PROBLEM TO WORK ON
Please copy the items below from the line with "legging on this photo." to the line with "<point>557,662</point>", replacing "Mark" with "Locate" and changing nothing else.

SUPPLIED MATERIAL
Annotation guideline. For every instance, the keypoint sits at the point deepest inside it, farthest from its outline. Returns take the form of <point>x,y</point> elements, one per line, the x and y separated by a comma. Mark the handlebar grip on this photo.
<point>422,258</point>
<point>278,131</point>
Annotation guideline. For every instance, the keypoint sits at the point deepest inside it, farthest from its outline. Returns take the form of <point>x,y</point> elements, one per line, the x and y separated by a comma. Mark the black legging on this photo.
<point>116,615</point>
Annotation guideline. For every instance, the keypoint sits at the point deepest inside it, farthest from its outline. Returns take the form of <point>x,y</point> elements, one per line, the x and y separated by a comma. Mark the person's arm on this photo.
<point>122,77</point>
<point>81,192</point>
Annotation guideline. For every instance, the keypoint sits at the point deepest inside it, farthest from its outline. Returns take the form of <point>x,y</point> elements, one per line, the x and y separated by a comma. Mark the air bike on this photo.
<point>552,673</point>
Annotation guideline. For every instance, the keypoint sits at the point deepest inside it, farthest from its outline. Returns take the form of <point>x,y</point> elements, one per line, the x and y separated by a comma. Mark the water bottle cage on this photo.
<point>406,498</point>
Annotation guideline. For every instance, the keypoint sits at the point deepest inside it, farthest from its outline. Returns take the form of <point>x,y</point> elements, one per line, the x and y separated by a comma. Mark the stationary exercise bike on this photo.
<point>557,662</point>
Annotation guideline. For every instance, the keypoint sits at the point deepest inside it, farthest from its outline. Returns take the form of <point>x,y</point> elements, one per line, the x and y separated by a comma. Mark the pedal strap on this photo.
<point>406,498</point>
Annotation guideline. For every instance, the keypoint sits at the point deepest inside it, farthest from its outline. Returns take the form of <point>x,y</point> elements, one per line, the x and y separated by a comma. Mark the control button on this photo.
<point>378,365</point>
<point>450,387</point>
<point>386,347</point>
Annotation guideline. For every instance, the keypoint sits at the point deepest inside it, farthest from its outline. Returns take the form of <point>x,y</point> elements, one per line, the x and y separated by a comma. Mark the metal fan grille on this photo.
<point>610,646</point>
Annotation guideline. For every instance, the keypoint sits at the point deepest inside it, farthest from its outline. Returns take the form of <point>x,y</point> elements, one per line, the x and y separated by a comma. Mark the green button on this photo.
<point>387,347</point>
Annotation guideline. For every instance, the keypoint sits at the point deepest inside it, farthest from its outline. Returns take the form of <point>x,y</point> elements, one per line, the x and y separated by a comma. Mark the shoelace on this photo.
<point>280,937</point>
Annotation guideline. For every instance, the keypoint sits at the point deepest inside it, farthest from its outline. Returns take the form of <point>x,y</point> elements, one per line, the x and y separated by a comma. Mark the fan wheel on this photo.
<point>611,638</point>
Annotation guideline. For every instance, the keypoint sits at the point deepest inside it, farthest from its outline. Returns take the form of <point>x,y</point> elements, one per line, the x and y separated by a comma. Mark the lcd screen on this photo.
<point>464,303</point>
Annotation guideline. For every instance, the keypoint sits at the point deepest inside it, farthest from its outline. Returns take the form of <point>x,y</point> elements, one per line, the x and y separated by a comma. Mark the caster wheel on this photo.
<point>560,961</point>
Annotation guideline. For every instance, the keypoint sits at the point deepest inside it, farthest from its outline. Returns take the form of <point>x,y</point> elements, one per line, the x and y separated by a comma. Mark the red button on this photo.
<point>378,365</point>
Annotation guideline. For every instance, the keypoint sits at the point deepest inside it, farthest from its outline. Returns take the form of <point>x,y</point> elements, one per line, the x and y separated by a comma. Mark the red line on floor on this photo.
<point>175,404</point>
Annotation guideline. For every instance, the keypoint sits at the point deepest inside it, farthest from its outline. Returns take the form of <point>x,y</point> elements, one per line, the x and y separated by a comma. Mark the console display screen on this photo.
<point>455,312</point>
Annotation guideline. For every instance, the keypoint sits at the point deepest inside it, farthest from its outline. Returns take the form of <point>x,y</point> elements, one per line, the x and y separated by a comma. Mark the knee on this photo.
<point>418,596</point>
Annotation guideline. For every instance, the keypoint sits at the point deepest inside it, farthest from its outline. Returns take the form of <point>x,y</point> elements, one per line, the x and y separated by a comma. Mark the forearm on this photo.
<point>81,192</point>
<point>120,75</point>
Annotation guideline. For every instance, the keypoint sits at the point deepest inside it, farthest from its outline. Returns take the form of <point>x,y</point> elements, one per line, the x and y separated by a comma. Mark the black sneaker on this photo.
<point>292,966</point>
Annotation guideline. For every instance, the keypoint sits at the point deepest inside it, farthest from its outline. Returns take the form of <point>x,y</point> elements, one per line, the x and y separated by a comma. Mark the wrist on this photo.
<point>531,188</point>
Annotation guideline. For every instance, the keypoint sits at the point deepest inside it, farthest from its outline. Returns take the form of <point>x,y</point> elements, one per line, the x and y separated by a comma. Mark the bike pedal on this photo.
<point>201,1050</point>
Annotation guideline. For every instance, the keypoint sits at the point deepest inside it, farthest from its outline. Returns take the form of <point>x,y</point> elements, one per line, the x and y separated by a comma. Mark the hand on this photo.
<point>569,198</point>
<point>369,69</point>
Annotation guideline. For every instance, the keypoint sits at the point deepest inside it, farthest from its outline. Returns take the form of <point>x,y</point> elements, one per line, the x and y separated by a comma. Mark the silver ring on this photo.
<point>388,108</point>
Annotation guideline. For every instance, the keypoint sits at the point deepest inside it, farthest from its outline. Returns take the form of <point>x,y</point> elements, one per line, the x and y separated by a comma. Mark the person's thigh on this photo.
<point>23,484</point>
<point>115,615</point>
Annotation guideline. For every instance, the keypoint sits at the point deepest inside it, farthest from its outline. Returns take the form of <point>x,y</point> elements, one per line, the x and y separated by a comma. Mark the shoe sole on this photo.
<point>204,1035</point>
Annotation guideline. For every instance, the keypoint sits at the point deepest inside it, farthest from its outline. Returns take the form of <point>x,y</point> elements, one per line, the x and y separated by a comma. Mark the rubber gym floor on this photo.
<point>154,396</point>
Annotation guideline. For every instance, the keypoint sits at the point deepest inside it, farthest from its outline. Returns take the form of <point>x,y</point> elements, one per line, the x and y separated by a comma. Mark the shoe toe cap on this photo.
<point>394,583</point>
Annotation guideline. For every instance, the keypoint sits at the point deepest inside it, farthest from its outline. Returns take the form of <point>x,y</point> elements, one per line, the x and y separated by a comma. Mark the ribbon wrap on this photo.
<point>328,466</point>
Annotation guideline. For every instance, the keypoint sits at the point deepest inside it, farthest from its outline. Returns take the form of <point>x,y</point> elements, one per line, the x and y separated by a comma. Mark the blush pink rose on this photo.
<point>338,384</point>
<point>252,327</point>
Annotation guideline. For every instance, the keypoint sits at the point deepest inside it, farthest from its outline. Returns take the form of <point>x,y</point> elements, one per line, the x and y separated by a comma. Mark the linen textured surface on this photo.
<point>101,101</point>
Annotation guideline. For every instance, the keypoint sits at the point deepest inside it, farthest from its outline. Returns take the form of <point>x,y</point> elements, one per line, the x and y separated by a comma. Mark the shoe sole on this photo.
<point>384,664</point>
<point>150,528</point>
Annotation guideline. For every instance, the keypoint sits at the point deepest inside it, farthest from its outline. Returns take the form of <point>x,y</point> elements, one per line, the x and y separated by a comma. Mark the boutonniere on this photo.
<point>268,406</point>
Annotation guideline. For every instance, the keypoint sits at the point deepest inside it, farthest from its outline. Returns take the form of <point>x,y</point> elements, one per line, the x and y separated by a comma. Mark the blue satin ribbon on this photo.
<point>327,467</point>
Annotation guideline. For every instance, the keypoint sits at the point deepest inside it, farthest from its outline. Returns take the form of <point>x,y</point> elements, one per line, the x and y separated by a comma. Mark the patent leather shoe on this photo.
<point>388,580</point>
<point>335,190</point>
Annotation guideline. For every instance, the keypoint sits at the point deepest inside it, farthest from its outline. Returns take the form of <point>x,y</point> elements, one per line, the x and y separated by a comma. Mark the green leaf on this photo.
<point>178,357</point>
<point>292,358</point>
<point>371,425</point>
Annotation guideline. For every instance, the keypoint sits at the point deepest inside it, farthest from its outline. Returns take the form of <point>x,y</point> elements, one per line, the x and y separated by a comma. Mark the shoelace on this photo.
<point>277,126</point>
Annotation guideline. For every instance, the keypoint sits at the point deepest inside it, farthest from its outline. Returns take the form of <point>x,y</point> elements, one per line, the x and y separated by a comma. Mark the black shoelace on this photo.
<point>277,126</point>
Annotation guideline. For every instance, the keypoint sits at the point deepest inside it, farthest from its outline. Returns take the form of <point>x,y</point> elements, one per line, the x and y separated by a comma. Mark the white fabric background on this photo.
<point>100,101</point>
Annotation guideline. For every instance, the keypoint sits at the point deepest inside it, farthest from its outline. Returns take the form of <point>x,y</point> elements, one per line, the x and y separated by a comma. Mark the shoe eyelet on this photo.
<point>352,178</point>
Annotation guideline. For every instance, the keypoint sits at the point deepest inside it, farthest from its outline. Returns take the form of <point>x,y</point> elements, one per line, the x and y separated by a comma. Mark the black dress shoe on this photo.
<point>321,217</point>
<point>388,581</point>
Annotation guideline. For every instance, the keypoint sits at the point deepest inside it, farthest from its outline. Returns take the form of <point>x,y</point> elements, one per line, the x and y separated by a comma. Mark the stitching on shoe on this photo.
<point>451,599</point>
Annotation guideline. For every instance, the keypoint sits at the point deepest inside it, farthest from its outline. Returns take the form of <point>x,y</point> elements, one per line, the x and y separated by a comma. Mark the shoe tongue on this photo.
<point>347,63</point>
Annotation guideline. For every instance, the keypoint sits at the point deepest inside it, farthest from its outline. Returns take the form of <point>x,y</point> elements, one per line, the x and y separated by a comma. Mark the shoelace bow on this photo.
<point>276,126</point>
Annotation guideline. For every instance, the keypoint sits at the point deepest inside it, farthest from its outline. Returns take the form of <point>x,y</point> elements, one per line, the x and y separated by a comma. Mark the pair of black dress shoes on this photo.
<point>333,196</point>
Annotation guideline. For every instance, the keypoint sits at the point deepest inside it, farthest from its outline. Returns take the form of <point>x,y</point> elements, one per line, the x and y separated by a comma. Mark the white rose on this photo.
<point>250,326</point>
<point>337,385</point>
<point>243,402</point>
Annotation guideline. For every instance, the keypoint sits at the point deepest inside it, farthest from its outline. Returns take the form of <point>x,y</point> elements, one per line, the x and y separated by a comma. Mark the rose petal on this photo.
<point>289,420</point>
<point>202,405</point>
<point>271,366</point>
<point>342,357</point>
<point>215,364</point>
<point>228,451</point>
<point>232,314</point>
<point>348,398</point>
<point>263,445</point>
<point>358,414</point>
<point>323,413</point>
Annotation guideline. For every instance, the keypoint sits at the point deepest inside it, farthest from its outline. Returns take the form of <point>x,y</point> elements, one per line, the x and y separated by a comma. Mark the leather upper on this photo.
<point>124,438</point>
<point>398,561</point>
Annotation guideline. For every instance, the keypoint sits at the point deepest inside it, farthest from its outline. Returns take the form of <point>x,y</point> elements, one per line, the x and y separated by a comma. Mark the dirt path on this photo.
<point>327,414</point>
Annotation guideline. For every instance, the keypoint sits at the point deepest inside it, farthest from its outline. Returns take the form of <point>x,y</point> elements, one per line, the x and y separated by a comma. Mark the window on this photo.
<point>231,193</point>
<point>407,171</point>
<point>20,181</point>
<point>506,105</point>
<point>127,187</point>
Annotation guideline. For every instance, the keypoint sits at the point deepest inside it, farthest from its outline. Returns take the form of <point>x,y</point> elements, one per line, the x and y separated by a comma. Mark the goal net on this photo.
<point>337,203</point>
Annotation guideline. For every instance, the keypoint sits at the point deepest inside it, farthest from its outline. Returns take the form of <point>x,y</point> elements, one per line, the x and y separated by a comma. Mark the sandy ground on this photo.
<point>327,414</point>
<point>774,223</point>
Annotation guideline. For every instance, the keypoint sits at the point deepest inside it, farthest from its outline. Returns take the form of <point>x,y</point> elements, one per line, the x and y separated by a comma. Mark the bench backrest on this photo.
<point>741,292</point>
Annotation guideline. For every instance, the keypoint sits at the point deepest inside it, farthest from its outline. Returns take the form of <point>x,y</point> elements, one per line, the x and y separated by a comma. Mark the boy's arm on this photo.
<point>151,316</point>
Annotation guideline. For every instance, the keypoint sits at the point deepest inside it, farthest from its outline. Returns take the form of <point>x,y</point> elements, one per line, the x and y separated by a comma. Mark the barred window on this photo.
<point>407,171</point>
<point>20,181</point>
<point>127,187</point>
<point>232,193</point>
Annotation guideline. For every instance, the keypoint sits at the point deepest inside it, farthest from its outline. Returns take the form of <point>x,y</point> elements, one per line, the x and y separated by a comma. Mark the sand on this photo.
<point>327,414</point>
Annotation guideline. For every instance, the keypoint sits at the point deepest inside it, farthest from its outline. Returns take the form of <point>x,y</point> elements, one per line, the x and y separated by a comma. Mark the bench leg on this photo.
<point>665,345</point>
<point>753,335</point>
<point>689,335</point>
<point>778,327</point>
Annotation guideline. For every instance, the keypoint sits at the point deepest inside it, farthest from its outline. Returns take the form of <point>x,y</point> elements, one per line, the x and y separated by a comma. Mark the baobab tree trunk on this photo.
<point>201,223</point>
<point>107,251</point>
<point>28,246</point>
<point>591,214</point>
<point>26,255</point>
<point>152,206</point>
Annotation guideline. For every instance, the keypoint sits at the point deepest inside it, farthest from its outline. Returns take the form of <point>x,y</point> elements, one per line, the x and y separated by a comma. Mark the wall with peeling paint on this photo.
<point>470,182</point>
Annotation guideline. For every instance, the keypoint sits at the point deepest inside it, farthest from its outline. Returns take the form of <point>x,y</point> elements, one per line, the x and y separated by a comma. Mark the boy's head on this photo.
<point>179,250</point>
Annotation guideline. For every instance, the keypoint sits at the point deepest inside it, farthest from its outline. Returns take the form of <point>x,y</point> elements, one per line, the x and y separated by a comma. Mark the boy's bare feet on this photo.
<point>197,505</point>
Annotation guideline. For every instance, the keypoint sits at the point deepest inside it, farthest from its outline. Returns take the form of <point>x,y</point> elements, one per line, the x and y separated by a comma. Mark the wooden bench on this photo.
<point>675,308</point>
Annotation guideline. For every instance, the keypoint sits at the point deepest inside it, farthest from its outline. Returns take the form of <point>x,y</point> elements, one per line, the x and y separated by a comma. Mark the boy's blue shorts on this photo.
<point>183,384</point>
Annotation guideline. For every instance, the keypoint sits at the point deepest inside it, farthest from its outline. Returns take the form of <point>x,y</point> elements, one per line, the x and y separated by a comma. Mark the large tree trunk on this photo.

SOLVED EXERCISE
Annotation guideline. For every instance, the keypoint sits at the point deepest inside it, farthest from its outline. Returns take the form of <point>x,y</point> elements, one per line, the x and y separated by a comma. Locate the black legging on this photo.
<point>116,615</point>
Annotation guideline. For every instance, the keypoint sits at the point deepest inside it, farthest from its outline. Returns take the form of <point>x,y</point> elements, one per line, the x and y separated by a comma. Locate the person's arm on this photo.
<point>122,77</point>
<point>81,192</point>
Annotation guideline. For every instance, the keypoint sits at the point deepest inside it, farthest from its outline. Returns take the form of <point>x,y</point> elements, one per line, the x and y separated by a comma. Locate the air bike on this photo.
<point>552,673</point>
Annotation guideline. For every instance, the keypoint sits at the point deepest inside it, farthest from its outline. Returns take the form of <point>x,y</point> elements, one per line, the x and y separated by a comma. Locate the water bottle cage on this photo.
<point>406,498</point>
Annotation guideline. For every instance, the keypoint sits at the point deepest inside it, farthest from its outline. Returns take the form of <point>x,y</point> elements, one per line, the x and y separated by a comma. Locate the stationary exercise bike on this photo.
<point>557,662</point>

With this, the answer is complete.